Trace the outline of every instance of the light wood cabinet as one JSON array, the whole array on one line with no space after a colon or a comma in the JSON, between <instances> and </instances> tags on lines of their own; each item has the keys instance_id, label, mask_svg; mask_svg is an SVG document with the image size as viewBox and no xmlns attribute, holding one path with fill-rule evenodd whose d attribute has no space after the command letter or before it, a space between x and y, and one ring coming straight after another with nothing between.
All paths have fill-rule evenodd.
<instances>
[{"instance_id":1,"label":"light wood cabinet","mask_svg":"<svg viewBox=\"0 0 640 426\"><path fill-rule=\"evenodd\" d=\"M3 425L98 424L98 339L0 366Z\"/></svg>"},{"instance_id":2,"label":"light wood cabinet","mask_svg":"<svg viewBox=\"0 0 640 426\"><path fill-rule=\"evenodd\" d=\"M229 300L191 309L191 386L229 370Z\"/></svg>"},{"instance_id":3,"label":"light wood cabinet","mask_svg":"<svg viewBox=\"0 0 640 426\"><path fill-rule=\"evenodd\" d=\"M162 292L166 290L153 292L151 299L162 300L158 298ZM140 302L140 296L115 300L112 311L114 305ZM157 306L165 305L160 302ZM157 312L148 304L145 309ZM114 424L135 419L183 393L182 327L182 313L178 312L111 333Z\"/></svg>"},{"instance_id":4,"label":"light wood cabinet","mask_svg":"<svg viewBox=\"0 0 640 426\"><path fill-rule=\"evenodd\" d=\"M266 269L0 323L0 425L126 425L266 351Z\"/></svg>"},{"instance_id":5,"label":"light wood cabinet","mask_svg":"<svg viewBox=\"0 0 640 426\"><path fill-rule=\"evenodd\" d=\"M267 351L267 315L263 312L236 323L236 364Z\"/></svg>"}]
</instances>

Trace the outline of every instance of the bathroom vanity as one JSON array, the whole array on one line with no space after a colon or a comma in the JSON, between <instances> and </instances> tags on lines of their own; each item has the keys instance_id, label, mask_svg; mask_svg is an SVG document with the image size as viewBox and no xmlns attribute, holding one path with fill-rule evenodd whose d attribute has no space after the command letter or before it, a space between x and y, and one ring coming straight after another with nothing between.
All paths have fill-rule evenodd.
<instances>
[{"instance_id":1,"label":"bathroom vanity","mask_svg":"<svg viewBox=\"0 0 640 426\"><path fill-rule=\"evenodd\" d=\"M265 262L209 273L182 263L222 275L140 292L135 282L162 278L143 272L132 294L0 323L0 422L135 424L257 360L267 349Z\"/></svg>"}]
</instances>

[Instructions to follow]:
Update the lines from the one holding "Trace the outline of every instance of the bathroom" through the end of the items, inclusive, replacing "outline" with "boundary" and leaving everything else unchanged.

[Output]:
Trace the boundary of every instance of the bathroom vanity as one JSON array, the whole array on one line with no space after a colon or a comma in the JSON, between <instances> and </instances> tags on lines of their own; each item has the keys instance_id, label, mask_svg; mask_svg is an SVG document with the image size as viewBox and no xmlns attribute, holding one path with fill-rule evenodd whose d attribute has no space after the command letter or before it, a space between x and y, and one ring coming straight after another with nothing between.
All paths have fill-rule evenodd.
<instances>
[{"instance_id":1,"label":"bathroom vanity","mask_svg":"<svg viewBox=\"0 0 640 426\"><path fill-rule=\"evenodd\" d=\"M265 262L209 273L182 263L222 275L140 292L135 282L162 278L143 272L132 294L0 323L0 422L135 424L257 360L267 349Z\"/></svg>"}]
</instances>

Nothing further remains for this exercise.